━━ DATA FOR THIS TASK ━━

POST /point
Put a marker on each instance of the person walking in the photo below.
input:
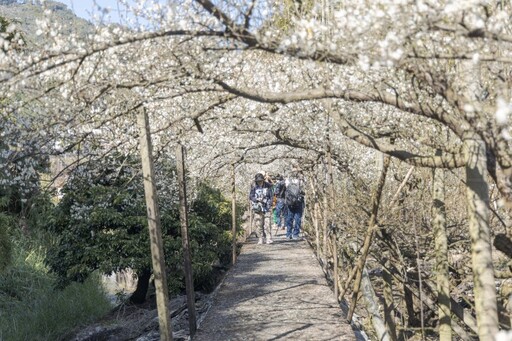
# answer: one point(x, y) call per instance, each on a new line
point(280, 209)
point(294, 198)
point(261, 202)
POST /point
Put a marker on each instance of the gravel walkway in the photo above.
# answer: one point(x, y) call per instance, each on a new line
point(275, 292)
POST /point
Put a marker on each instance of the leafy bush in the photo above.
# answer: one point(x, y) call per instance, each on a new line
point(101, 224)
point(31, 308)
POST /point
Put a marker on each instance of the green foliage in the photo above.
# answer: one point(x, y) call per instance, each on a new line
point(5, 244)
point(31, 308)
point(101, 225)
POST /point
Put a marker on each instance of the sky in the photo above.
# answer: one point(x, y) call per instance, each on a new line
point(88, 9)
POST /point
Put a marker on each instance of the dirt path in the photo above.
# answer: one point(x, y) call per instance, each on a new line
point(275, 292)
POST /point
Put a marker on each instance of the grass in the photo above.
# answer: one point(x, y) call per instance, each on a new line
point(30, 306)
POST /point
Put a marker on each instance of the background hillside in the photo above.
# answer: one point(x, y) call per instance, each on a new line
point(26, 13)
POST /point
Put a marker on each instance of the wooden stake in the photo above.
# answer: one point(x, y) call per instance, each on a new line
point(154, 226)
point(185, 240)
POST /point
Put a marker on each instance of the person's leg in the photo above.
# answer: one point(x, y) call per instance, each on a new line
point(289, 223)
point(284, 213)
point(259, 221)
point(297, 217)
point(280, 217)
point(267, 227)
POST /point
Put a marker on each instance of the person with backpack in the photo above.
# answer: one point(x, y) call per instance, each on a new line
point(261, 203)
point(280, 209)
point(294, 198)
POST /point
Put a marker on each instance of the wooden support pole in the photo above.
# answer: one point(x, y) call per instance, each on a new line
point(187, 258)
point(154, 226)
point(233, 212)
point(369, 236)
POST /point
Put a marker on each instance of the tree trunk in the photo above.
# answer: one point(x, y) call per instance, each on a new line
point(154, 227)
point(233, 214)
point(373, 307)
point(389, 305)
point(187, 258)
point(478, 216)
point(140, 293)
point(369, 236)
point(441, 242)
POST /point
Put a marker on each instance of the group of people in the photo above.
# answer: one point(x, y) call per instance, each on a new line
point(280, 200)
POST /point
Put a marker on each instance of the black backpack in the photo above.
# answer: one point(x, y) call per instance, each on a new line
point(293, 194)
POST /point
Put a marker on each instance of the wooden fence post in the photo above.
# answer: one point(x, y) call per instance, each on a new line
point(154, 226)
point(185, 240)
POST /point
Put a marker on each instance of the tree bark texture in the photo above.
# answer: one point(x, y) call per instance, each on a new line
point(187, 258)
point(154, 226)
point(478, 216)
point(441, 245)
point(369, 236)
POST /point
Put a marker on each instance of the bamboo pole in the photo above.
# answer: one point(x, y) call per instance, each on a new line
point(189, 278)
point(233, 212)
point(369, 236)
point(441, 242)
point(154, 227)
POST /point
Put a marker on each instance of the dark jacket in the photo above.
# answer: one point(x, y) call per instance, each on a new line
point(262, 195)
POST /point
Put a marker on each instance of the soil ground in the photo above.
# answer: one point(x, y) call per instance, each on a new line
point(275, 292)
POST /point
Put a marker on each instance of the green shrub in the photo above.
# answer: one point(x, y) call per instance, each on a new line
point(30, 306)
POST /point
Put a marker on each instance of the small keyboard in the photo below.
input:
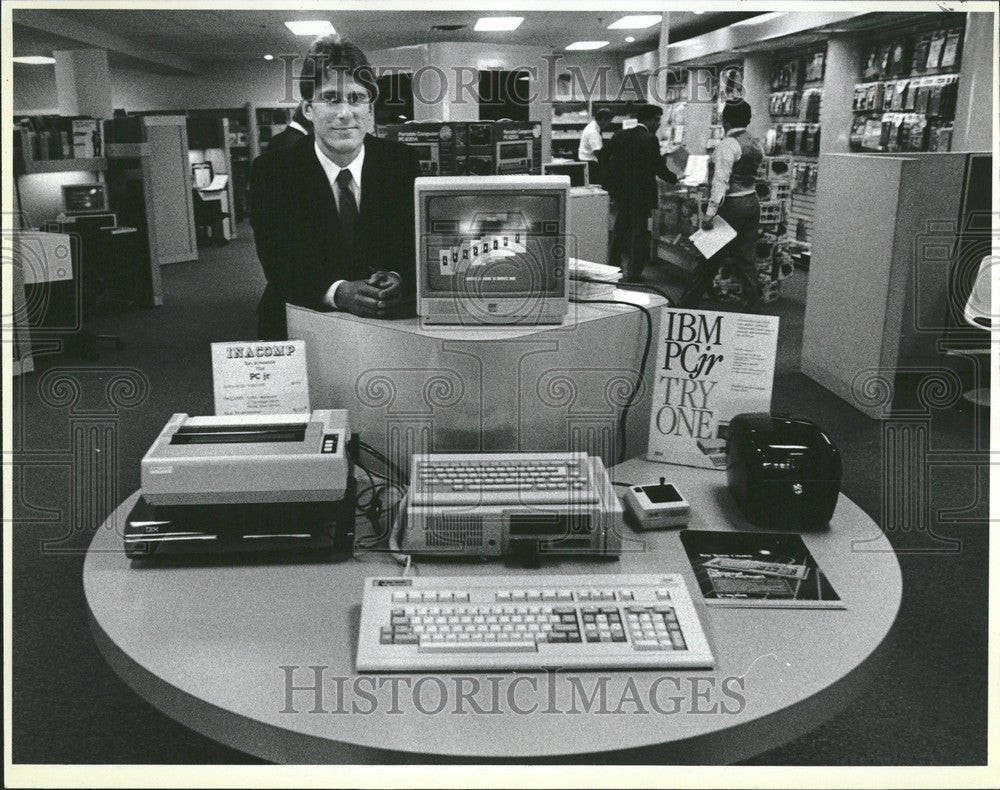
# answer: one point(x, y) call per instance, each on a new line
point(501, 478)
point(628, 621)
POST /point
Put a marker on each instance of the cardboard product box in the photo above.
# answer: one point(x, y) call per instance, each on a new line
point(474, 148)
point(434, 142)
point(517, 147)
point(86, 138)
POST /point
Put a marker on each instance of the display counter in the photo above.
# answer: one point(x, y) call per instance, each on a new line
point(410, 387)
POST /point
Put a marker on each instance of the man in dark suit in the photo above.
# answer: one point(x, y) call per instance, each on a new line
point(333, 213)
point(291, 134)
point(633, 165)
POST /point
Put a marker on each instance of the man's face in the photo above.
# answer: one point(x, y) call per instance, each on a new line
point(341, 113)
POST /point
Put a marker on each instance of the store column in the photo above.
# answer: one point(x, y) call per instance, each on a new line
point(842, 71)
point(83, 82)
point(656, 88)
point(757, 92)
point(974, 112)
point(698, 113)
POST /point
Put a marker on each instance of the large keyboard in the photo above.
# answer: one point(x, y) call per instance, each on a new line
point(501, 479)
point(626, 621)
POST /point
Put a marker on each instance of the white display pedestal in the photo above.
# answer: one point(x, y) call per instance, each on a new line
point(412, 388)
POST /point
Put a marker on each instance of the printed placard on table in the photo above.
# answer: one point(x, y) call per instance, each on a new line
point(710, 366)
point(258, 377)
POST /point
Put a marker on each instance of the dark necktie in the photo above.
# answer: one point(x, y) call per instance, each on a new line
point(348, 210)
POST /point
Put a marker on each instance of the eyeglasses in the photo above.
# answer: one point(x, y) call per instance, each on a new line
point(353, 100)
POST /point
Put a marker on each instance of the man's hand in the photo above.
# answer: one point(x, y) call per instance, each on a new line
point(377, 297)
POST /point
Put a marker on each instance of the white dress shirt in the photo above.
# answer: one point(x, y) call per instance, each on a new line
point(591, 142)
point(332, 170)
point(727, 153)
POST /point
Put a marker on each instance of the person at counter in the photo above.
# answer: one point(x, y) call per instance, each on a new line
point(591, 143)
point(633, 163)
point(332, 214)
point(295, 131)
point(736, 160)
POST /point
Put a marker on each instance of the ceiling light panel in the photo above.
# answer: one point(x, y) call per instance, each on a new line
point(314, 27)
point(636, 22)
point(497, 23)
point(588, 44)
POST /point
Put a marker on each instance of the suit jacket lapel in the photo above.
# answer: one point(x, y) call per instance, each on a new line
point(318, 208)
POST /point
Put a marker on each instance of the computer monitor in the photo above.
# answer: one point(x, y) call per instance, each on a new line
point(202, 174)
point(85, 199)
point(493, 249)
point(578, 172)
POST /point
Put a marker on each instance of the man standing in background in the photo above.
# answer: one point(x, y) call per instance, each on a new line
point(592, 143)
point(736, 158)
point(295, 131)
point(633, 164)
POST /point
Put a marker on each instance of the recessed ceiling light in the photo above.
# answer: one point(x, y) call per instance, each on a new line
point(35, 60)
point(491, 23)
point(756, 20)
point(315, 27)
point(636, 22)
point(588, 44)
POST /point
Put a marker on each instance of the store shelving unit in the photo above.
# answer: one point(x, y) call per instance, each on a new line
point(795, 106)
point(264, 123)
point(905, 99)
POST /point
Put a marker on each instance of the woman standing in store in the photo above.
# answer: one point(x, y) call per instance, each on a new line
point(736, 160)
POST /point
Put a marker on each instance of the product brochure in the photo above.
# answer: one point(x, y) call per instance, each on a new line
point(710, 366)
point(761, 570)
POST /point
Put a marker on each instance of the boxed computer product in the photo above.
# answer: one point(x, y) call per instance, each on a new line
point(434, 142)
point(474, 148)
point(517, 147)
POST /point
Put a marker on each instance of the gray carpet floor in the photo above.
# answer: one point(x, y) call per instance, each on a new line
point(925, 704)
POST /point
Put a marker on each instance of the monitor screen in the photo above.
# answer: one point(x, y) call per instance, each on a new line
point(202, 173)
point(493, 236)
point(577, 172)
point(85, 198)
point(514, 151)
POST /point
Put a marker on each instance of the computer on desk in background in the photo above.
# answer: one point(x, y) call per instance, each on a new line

━━━

* _YOUR OBJECTIVE_
Extract the full listing exactly, with the pictures left out.

* _TASK RESPONSE_
POST /point
Put a marker on each instance of the person walking in the photo below.
input:
# answer: one point(x, y) call per instance, each on a new line
point(280, 209)
point(294, 198)
point(261, 202)
POST /point
Put a marker on each instance of the gravel walkway in the photo above.
# answer: one point(x, y) call per instance, each on a new line
point(275, 292)
POST /point
Put a marker on each instance of the leafy bush in the photo above.
# answer: one point(x, y) call per instance, each on a new line
point(101, 224)
point(31, 308)
POST /point
Put a marker on each instance of the green foliage in the photo above.
# answer: one point(x, y) call per instance, each on a new line
point(5, 244)
point(31, 308)
point(101, 225)
POST /point
Put a marker on each instance of the sky in the photo above.
# answer: one point(x, y) call per instance, each on a new line
point(88, 9)
POST /point
Put a marker on each instance of the dirt path in the photo above.
# answer: one point(x, y) call per instance, each on a new line
point(275, 292)
POST /point
Put a marker on each instance of the grass in the photo above.
# answer: one point(x, y) call per instance, each on a new line
point(30, 306)
POST /point
Put a marker on each instance of the background hillside in the photo above.
# answer: one point(x, y) call per instance, each on a new line
point(26, 13)
POST /point
Put a marker on each instance of the wooden stake in the photo above.
# answer: one point(x, y) call per instance, each on a new line
point(154, 226)
point(185, 240)
POST /point
Put a marker on each instance of the person's leg in the photo above.
# answer: one point(x, y) call per instance, each on a new line
point(289, 223)
point(284, 213)
point(259, 221)
point(297, 217)
point(280, 217)
point(267, 227)
POST /point
Put a marker on each instance of the person with backpack in the photo above.
# answer: one point(x, y) call per instance, each on a new line
point(261, 203)
point(280, 209)
point(294, 198)
POST /point
Put a marker on each instance of the wooden support pole in the photo above.
# answer: one point(x, y) call per instance, each on a new line
point(187, 258)
point(154, 226)
point(233, 212)
point(369, 236)
POST /point
Put a marker on each instance of the tree trunk in the photo above.
# answer: one point(x, y) call per instance, each on a new line
point(154, 227)
point(233, 214)
point(373, 307)
point(389, 305)
point(187, 258)
point(478, 216)
point(140, 293)
point(369, 236)
point(441, 242)
POST /point
Put a marker on each instance of the group of people in the photo above.
# answer: one point(x, y) call per instance, each on a new line
point(280, 200)
POST /point
Put a marker on each instance of the black backpack in the photo above.
# answer: one point(x, y) call per instance, each on a new line
point(293, 194)
POST /point
Put a marker on each instance of the wooden fence post in the photo above.
# answer: one point(x, y) call per instance, each on a new line
point(154, 226)
point(185, 240)
POST /point
Put a marker on each instance of the tree bark texture in the photo above.
# answer: one point(x, y) call per instance, each on a new line
point(187, 258)
point(154, 226)
point(478, 216)
point(441, 245)
point(369, 236)
POST /point
Put a marker on each instance of the bamboo pole in the photo above.
# answer: one point(x, y) call per instance, each on a new line
point(189, 278)
point(233, 212)
point(369, 236)
point(441, 242)
point(154, 227)
POST /point
Put a marker on each instance of the dark jacket in the photo above.
# answer: one point(x, y) call per instance, each on a new line
point(262, 195)
POST /point
Put a marker on each instance of the soil ground in the photo above.
# answer: one point(x, y) call per instance, each on a new line
point(275, 292)
POST /point
Put a marker on each instance of the green shrub in the photo above.
# answer: one point(x, y) call per instance, each on a new line
point(30, 306)
POST /point
Put a marker on each instance of the small keyboard in the photo below.
input:
# answer: one point(x, y) call per instance, each on a new line
point(501, 478)
point(628, 621)
POST /point
Put a marker on each instance of the cardboard product box in the photo above.
# answer: one point(x, y) call per instance, each on a new line
point(474, 148)
point(434, 142)
point(517, 147)
point(86, 138)
POST /point
Put a marker on each instance of the display counter in the photo above.
# answer: one point(x, y) call per instance, each on a new line
point(410, 387)
POST /point
Put a marker on each instance of the man in dark suit in the photo above.
# answer: one point(x, y) call per instance, each on a new line
point(333, 213)
point(291, 134)
point(633, 165)
POST /point
Put a marker on each instance of the man's face in the photo above.
# answer: one point(x, y) call per instance, each on a new line
point(341, 113)
POST /point
Put a marker on each instance of the store column in the photo above.
# answer: one point(x, y) call per instance, each on a new line
point(842, 71)
point(83, 82)
point(656, 88)
point(757, 92)
point(974, 112)
point(698, 113)
POST /point
Put a marker on each instance of the large keyboard in the photo above.
# answer: one point(x, y) call per instance, each on a new line
point(501, 479)
point(626, 621)
POST /point
Put a marker on each instance of the white display pedestal in the photo above.
# answer: one point(x, y) call per instance, each on a new line
point(412, 388)
POST /point
Put a marker on each instance of the printed placard on table in the photo above.
# answer: one point(x, y) call per instance, each on a new line
point(710, 366)
point(258, 377)
POST /point
Put a marker on each instance of the dark necktie in the photo above.
# answer: one point(x, y) call per instance, each on a new line
point(348, 210)
POST /point
Put a marker on each instance of the eyeglasses in the photo above.
# answer: one point(x, y) call per instance, each on a new line
point(353, 100)
POST /point
Put a marker on each instance of the man's hand in the photo above.
# answer: one point(x, y) call per instance, each on a new line
point(377, 297)
POST /point
Put a marker on each instance of the white dress shirt in the photo above.
# answer: one point(x, y) call per instance, each on a new line
point(591, 142)
point(332, 170)
point(727, 153)
POST /point
Put a marker on each instance of the person at counter in the photo above.
# answer: one point(x, y) call per instance, each on a new line
point(591, 143)
point(633, 163)
point(332, 214)
point(295, 131)
point(736, 160)
POST /point
Put a marker on each instance of the ceiling light panel in the photo above.
# answer: one point(x, y) call per instance, each on a new line
point(314, 27)
point(636, 22)
point(497, 23)
point(588, 44)
POST /point
Put a marker on each instance of the suit jacket lapel in the photo above.
# answer: one point(x, y) call per instance, each on a new line
point(318, 208)
POST /point
Put a marker on each instance of the computer monitor in the photo above.
# answer: one point(x, y) call per instance, each on a new line
point(202, 174)
point(85, 199)
point(493, 249)
point(578, 172)
POST /point
Put a marker on each instance of the man standing in background in the photo above.
# answer: one point(x, y) call per instance, each on a new line
point(592, 143)
point(736, 158)
point(295, 131)
point(633, 164)
POST /point
Put a marker on each instance of the recessed ceiling light in the photo above.
# answer: one point(x, y) call per instance, each on a new line
point(35, 60)
point(491, 23)
point(756, 20)
point(315, 27)
point(636, 22)
point(588, 44)
POST /point
Put a marker on each instance of the store shelving unit in the photo above.
# answer: one point(x, y) call per instance, each on a new line
point(795, 106)
point(264, 123)
point(905, 99)
POST /point
Put a marker on each instance of the woman standing in store in the photo above.
# answer: one point(x, y) call per instance, each on a new line
point(736, 160)
POST /point
Put a marker on each instance of the product brochure in the photo above.
# answer: one point(x, y) call per instance, each on a new line
point(710, 366)
point(761, 570)
POST /point
Put a marker on each instance of the boxed computer product in the photo above.
# answer: one point(x, y) call per instance, each on a new line
point(434, 142)
point(474, 148)
point(517, 147)
POST /point
Put a marker on each instance of the gray carpet floor in the photo above.
# answer: one point(x, y) call per instance, each on a new line
point(925, 704)
POST /point
Put a marker on each instance of the monitor screen in the photo above.
# answer: one point(x, y) call per instance, each on a new line
point(202, 173)
point(493, 236)
point(577, 172)
point(85, 198)
point(514, 151)
POST /point
Put a marker on each instance of the computer on desk in background in the photo above.
# answer: one point(x, y) call per instance, each on a new line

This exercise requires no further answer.